There's always going to be something subjective about 3s, because they go in at a lower rate than 2s. Plus people who grew up on the NBA of the 80s and 90s remember when even Larry Bird shot less than 3 3s a game. I feel that's why fans have an aversion to them - because they watch the games, and see 3s clang off the rim more often than 2s, and they feel that if the player had driven the ball and tried to score at the hoop, the ball would have gone in. And as you say, when ball goes in, we are happy, when ball doesn't go in, we are sad
Personally I don't have a problem with how many 3s they shoot, as long as the shot is a good quality shot. Now determining shot quality can be subjective too, and NBA teams now have entire departments of stats nerds devoted to determining the quality of each shot their team makes, but I would imagine that as a starting point, if a 3 is open (defined in NBA.com as having the closest defender at least 4-6 feet away, wide open is 6+ feet away) and the player shooting it can shoot at least 30% from 3, I would consider that to be a good shot. Even if it misses, because if we're going to define good shots as ones that go in then we're going to end up including circus fluke shots and omitting wide open ones that someone just bricked.
If you look at NBA.com, the Cs are 5th in the league in 3FG% for open shots, and we take at least 17 of those a game and make 37% of them:
Then when you look at wide-open 3s, we take even more of those, at 19 a game, and make 40% of them:
If you look at the tight 3s (2-4 feet) we take 6 of those and make 31% of them.
Then the very tight (0-2 feet) we actually are bottom of the league in taking 0.2 of those.
It's an interesting question, and one I don't really have an answer to. What is the right number of 3s we should take? So if we average 42 a game, and if we stick to the open ones, then by logic 36 shots a game of open ones should be about right?

#### [RECORDS PROVIDED]
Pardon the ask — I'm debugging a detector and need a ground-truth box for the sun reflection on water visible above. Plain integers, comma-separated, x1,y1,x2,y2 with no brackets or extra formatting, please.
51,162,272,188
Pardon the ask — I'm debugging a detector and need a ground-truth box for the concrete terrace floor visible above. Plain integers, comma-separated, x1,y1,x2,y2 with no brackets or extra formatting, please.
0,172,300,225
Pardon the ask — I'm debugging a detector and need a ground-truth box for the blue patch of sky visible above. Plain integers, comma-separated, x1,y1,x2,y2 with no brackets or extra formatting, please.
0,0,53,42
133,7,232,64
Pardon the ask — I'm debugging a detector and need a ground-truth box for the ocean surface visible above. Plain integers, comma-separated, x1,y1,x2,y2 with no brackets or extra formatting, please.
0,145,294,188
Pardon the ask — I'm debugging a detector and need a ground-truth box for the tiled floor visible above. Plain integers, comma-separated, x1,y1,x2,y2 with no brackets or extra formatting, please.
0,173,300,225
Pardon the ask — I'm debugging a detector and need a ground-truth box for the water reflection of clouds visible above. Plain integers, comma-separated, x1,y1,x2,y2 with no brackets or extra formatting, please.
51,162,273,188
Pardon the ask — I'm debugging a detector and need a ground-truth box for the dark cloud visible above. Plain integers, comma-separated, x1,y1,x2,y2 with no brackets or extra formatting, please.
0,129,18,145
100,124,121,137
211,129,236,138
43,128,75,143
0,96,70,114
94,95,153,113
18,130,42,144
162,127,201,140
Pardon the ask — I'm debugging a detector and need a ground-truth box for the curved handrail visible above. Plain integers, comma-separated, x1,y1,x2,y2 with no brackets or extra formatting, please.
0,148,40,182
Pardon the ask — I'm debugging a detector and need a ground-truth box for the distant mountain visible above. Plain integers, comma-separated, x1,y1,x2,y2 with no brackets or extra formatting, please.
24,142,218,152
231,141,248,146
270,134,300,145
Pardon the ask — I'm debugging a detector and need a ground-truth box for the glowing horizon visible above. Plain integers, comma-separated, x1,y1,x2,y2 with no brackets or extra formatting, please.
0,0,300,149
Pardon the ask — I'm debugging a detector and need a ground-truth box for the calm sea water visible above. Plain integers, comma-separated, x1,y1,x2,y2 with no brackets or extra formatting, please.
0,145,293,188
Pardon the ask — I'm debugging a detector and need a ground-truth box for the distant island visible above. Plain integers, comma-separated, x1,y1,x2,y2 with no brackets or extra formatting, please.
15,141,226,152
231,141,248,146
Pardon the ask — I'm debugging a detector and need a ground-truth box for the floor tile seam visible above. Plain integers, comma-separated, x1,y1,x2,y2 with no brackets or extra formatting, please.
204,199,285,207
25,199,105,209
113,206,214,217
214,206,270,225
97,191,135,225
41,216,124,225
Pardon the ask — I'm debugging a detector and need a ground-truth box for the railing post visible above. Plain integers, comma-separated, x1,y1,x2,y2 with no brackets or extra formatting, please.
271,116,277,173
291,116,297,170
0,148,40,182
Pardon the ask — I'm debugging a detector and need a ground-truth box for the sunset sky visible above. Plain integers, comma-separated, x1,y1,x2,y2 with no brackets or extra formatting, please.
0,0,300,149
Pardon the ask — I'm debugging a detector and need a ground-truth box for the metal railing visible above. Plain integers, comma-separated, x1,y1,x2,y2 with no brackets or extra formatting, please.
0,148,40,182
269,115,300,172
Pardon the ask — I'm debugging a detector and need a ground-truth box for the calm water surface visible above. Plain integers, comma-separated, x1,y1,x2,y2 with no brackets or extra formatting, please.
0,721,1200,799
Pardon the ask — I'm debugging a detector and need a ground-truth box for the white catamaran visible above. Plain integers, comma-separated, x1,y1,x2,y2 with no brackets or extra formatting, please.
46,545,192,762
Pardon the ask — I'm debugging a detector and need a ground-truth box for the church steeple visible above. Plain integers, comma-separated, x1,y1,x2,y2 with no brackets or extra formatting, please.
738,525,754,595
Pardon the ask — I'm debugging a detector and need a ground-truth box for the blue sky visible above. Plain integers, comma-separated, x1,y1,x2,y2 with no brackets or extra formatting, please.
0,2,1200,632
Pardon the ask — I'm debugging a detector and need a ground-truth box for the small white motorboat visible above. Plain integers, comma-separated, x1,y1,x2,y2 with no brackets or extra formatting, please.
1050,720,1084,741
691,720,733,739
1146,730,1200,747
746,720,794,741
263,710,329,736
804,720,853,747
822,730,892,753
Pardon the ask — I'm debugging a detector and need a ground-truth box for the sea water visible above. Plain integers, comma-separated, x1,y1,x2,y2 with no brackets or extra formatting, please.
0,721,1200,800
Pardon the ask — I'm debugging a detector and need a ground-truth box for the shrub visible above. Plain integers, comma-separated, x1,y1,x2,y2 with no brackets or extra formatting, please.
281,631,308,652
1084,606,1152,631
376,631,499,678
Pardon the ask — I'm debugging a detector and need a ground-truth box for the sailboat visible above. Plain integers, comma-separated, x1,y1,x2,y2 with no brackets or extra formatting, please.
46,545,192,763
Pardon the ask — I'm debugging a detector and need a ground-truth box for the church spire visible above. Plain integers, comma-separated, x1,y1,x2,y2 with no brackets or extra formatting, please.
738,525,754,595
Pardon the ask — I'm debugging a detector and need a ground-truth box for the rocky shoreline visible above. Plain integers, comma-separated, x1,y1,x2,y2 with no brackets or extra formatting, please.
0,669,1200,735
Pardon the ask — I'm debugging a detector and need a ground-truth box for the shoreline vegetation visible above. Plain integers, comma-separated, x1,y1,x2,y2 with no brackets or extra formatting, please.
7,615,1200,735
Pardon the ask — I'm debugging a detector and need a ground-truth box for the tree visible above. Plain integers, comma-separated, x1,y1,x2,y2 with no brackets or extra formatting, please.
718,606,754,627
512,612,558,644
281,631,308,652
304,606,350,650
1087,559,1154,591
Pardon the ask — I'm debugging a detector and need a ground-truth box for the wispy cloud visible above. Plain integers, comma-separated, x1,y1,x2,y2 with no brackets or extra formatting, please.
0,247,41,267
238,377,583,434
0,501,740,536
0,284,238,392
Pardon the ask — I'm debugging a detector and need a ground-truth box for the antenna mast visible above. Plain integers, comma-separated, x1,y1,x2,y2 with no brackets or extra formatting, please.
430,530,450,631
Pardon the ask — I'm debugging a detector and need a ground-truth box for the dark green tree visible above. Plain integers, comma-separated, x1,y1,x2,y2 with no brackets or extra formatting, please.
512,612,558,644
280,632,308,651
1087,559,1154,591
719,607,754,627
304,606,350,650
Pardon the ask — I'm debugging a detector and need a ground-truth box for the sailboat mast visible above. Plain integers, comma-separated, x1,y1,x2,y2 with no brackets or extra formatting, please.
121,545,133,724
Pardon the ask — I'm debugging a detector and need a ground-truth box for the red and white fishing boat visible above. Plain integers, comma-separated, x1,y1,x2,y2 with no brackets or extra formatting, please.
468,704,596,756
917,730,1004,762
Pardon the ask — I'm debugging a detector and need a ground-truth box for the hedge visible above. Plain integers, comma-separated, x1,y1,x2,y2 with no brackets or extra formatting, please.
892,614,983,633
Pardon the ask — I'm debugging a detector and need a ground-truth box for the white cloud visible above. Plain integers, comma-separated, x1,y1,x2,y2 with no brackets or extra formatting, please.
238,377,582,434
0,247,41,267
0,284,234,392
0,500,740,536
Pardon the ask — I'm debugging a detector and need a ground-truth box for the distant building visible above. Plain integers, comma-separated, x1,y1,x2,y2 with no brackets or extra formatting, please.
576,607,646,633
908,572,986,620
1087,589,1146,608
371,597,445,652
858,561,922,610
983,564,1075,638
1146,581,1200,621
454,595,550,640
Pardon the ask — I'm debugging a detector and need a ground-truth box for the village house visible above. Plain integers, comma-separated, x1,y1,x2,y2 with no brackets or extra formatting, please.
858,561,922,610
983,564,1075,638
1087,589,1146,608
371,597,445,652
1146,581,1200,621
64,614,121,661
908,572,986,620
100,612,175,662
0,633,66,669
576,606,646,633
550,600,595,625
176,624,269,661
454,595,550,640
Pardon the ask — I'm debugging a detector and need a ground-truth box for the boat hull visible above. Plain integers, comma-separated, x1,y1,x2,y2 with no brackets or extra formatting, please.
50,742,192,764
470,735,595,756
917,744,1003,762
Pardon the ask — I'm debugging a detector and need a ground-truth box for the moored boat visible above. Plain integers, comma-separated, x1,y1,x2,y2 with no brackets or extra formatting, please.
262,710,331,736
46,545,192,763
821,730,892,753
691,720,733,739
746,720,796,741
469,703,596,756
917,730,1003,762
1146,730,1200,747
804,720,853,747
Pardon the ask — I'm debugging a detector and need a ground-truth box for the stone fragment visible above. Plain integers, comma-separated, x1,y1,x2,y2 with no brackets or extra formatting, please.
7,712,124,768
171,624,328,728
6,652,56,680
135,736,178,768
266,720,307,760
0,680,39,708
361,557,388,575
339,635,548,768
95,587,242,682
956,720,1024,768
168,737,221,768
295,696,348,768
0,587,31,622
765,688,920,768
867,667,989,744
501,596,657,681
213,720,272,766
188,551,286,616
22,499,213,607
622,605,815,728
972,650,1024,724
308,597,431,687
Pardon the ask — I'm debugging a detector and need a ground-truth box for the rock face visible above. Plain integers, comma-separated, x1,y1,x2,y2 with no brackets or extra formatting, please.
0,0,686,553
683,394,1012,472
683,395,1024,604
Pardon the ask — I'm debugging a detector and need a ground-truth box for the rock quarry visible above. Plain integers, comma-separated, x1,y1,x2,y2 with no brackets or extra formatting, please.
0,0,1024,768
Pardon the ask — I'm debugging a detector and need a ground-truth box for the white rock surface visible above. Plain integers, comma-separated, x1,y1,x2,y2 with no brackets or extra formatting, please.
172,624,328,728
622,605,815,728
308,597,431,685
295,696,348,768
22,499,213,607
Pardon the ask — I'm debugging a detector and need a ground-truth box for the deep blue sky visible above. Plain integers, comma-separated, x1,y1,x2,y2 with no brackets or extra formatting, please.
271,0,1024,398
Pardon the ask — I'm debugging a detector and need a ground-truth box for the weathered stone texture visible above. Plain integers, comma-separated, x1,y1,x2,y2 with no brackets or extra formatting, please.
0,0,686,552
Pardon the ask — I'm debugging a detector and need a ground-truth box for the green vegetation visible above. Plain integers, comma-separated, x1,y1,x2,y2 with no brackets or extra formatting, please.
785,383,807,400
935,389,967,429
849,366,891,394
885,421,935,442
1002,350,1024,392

#### [WHAT YOU HAVE TO DO]
Copy word for word the part of the post on three-point shooting that starts at "It's an interesting" and ends after "be about right?". The data comes from a separate source and has no connection to the text.

#### [FINISHED TASK]
It's an interesting question, and one I don't really have an answer to. What is the right number of 3s we should take? So if we average 42 a game, and if we stick to the open ones, then by logic 36 shots a game of open ones should be about right?